WRITTEN REQUEST >> Please resume the passage below on planning for urban agriculture, writing on from its last sentence.

PASSAGE SHOWN >>
Urban planning is about managing and developing urban areas in order to protect and best serve present and future generations. All planning issues deal with conflicting demands; it is the role of the planner to analyse and evaluate these demands and advise on the best options. Therefore, planners have to negotiate with diverse groups of people and to come up with solutions acceptable to all parties.
Most case studies about urban agriculture in the city show that the only way it can consolidate in cities is by generating profit and jobs. Therefore planning becomes key in making urban food growing spaces become part of the city’s food chain.
Sustain just published Good planning for good food : How the planning system in England can support healthy and sustainable food. This report explores how local authorities and communities can use planning policy and decisions to create more local and sustainable food systems. Click here to find out more and download the report
Key Elements in making Urban Agriculture work in city
Planning plays an important role in the creation and protection of growing spaces in urban areas. This task can prove difficult when planners have to work within existing planning systems and have to meet demands from several stakeholders.

[Image location labeling entries]
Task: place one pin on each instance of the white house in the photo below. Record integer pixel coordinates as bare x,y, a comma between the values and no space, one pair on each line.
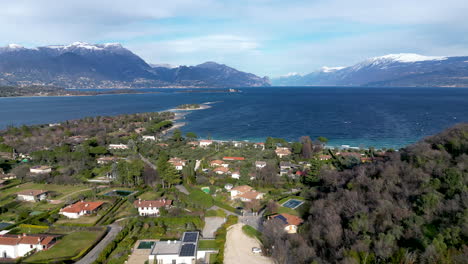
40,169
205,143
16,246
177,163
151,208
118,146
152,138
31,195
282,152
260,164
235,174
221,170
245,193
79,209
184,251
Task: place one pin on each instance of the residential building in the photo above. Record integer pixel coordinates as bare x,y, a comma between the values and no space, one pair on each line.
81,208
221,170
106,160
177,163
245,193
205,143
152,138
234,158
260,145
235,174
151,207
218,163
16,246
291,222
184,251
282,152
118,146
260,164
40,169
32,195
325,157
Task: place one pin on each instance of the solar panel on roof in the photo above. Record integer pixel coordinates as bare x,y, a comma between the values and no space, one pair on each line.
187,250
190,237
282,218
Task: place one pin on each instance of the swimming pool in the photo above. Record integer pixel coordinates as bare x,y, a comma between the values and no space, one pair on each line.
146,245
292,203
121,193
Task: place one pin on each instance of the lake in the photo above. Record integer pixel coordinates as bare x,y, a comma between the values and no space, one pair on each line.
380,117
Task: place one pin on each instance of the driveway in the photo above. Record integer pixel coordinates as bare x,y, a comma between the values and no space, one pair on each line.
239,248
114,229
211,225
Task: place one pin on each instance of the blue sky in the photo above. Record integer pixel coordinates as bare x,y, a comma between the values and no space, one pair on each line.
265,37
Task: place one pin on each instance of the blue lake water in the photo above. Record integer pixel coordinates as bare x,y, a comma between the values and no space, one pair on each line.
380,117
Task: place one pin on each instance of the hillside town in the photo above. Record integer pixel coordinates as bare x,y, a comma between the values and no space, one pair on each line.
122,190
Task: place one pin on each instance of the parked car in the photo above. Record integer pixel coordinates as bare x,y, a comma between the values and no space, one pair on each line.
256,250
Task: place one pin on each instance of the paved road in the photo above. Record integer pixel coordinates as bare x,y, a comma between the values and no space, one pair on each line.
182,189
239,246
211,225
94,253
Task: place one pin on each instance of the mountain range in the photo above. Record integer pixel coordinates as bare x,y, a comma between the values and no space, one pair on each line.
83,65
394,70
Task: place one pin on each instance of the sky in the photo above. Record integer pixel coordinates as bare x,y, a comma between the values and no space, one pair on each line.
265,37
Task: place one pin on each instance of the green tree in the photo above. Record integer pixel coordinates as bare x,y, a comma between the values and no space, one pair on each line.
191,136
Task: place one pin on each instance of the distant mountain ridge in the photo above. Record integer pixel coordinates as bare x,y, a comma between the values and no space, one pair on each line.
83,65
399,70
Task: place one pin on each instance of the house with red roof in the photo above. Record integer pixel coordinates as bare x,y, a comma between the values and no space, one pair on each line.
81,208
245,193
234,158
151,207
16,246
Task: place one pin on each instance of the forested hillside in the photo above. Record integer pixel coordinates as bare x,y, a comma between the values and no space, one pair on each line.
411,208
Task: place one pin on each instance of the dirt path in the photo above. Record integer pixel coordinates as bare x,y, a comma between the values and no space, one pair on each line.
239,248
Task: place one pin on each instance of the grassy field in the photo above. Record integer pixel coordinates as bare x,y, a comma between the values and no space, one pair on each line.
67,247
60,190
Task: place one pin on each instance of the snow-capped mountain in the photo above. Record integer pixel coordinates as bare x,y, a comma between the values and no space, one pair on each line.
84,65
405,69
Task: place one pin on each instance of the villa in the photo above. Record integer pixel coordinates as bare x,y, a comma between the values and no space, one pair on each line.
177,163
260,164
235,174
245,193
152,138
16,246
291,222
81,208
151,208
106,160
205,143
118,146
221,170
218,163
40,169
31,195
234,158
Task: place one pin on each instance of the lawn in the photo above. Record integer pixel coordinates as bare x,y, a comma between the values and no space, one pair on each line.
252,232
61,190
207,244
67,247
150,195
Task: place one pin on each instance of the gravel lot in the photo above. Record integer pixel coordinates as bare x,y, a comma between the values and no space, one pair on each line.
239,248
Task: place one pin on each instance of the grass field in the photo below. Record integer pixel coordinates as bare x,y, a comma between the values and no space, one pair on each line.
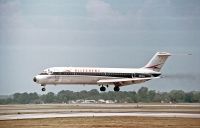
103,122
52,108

* * *

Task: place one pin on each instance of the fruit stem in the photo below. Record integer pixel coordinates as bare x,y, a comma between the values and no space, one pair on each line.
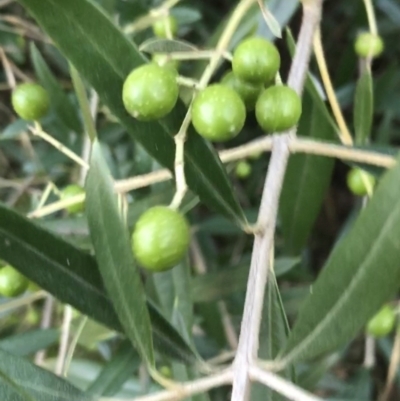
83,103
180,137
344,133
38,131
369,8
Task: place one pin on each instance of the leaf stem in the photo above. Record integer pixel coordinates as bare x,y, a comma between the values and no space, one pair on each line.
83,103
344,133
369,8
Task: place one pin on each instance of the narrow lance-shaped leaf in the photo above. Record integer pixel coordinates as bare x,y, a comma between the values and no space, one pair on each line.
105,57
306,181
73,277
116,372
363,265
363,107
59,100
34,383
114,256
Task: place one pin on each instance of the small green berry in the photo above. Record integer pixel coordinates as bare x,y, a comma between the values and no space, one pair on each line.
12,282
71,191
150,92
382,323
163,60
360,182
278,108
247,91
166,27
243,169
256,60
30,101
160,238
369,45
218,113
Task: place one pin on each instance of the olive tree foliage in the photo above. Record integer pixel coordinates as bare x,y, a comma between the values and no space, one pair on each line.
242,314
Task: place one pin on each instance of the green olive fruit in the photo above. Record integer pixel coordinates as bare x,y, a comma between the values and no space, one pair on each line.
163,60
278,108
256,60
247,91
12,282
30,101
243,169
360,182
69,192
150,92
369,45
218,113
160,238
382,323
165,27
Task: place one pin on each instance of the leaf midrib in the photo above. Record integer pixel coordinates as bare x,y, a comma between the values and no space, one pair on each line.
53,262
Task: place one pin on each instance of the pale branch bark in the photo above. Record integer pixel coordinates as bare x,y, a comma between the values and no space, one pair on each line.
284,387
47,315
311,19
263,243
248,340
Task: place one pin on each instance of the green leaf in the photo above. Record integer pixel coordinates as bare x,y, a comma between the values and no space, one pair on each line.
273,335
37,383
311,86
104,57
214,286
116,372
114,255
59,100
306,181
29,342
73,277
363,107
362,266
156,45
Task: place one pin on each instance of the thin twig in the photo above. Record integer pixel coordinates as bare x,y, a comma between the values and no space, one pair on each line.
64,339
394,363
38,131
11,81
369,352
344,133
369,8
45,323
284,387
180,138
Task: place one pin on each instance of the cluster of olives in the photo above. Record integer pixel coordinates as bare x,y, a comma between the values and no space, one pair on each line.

RESULT OF THE EXERCISE >>
USA: In the USA a zoning code is used to segregate different land uses, placing limitations on the specific type of development or activity that can occur. This system has been criticized for stripping property owners of their right to the free use of their land and for stifling creative development such as urban agriculture. A recent piece of legislation allows most types of agricultural activities in all parts of San Francisco. This could prove a precedent for future changes in legislation that would open up previously unavailable growing spaces. http://civileats.com/2011/04/14/san-francisco-passes-most-progressive-urban-agriculture-policy-in-u-s/
UK: A popular idea is that new urban development should include provision for new agricultural land, where there is demand for it. Plymouths’ green infrastructure delivery plan aims to establish a network of green and blue spaces that delivers natural services which provide a good quality of life for all. Part of this initiative includes the development of kitchen gardens in school grounds and more demonstration sites to both teach and spread knowledge of urban agriculture. More detail is available here.
USA: Urban planners can help create more sustainable food systems. By designing local land use policies based on data about the local food environment, they can ensure that communities have easy access to healthy food and local growers have a market to sell their produce. The American Planning Association has established a Food Interest Group (FIG) with the aim of actively engaging in food system planning at the local level. Visit http://www.planning.org/nationalcenters/health/food.htm for further information.
UK: London Food Link are promoting how important the availability of fresh food is in local development plans. Planning incentives such as rates holidays and congestion charge concessions are being suggested as ways to ensure that retailers selling fresh produce are easily accessible to locals. For more information go to http://www.sustainweb.org/news/response_to_the_london_plan/.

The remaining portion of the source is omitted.